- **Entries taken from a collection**
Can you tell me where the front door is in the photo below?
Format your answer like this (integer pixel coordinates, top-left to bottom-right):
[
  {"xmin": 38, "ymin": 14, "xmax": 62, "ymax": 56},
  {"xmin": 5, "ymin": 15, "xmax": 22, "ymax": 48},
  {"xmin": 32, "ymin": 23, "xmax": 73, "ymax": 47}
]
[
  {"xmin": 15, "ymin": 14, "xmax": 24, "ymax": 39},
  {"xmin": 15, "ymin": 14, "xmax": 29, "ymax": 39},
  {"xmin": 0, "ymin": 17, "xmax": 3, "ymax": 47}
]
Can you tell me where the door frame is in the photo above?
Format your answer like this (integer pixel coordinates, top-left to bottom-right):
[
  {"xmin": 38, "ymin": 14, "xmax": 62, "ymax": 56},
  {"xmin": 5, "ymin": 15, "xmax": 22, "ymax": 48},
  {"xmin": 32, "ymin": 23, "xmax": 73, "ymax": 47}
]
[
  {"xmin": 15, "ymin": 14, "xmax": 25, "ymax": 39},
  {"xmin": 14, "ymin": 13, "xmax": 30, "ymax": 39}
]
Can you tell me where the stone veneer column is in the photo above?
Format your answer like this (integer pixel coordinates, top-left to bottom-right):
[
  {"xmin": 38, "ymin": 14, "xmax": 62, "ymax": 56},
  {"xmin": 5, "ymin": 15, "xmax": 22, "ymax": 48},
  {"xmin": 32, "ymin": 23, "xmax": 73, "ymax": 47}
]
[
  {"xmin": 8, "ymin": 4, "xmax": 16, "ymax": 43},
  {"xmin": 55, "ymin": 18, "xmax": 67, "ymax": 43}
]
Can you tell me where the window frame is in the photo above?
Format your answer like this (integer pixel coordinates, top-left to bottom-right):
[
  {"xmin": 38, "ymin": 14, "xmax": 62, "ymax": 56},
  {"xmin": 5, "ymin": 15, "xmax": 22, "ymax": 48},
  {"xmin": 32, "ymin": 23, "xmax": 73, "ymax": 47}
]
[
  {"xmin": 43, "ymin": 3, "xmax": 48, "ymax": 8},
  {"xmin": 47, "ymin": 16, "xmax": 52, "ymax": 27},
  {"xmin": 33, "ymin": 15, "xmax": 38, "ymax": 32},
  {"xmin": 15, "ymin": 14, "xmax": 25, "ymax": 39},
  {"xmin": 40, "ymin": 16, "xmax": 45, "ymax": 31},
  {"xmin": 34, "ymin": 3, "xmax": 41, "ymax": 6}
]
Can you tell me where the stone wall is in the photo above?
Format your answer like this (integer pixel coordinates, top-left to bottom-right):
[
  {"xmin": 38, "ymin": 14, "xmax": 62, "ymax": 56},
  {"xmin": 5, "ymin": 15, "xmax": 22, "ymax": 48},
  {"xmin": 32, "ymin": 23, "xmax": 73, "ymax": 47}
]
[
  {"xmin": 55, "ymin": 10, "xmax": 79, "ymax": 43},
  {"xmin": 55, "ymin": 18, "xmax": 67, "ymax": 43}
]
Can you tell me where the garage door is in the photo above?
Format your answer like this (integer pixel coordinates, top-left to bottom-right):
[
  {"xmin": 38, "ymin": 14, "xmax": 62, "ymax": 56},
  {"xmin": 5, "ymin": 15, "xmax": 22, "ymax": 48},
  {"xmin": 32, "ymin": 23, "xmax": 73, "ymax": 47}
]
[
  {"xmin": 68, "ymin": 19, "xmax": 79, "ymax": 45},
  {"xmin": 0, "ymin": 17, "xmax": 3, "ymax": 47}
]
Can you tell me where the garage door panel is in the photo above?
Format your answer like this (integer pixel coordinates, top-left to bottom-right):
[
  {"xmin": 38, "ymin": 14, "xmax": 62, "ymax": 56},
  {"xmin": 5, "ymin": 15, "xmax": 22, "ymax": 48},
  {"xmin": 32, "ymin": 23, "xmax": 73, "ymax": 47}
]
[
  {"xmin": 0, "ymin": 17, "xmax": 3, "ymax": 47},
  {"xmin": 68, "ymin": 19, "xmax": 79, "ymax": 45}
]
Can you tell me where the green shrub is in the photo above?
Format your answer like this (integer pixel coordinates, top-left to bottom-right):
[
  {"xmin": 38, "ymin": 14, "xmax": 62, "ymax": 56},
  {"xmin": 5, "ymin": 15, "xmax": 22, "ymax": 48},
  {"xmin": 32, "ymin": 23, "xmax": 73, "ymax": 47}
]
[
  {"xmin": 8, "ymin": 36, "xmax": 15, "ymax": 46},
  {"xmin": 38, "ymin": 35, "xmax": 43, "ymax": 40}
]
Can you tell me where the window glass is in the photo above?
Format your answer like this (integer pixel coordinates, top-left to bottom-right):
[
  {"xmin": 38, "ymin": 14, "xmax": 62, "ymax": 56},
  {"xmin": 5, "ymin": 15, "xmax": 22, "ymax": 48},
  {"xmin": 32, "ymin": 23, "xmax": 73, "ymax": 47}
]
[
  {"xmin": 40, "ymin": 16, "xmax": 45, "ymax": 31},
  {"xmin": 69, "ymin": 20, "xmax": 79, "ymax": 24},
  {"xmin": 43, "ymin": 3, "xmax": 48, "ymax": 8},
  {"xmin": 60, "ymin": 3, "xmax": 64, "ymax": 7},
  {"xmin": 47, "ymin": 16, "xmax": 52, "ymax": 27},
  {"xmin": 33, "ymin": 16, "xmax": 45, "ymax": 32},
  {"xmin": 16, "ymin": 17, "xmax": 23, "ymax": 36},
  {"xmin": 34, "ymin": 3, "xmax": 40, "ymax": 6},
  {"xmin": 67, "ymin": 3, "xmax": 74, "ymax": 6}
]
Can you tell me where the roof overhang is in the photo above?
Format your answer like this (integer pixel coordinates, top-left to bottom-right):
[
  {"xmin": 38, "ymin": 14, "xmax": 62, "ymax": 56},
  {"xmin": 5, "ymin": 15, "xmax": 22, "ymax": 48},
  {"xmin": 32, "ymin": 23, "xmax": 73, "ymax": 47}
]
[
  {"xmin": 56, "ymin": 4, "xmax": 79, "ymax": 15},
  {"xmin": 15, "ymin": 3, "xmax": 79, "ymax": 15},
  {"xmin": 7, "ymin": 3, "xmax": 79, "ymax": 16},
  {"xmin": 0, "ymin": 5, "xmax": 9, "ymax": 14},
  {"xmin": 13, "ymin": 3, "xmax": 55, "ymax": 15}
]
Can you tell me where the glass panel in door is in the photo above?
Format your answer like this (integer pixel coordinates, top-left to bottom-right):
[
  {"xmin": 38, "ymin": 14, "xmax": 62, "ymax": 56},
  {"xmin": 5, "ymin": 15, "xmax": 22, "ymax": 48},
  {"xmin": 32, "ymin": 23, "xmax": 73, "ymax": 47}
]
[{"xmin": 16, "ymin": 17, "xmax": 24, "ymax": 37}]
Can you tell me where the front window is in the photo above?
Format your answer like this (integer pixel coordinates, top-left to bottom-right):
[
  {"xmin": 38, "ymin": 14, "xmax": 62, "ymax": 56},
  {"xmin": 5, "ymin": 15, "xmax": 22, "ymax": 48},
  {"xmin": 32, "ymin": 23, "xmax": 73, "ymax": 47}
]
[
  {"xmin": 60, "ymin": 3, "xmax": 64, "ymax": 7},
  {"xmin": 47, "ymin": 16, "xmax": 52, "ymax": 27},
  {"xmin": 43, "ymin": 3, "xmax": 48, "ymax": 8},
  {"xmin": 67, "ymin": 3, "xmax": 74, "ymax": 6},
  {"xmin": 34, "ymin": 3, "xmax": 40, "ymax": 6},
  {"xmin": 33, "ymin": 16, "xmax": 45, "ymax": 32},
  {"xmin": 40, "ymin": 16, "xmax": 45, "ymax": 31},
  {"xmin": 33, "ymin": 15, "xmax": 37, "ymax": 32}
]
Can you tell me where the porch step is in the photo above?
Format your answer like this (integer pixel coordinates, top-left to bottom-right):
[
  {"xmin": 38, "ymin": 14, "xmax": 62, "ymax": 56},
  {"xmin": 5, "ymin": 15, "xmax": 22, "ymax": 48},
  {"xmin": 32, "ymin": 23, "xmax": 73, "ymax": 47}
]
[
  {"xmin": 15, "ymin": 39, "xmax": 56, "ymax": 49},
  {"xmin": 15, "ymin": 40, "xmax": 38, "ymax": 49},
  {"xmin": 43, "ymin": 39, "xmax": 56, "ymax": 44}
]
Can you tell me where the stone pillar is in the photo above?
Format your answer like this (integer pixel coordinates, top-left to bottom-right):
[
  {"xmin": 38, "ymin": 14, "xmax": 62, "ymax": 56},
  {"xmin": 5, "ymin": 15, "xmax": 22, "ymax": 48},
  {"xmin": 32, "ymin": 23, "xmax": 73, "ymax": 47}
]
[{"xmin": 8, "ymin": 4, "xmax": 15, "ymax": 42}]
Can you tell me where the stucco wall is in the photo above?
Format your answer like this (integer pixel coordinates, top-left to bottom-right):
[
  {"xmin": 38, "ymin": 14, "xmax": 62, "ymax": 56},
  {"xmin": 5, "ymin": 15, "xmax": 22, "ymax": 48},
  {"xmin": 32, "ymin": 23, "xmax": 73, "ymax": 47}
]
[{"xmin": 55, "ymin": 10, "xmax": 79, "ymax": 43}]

- **Exercise**
The answer must consist of every line from the records above that holds "panel".

- **Written solution**
Can you tell me where the garage door panel is in the photo above?
Can you tell me where the glass panel in door is in the photo above?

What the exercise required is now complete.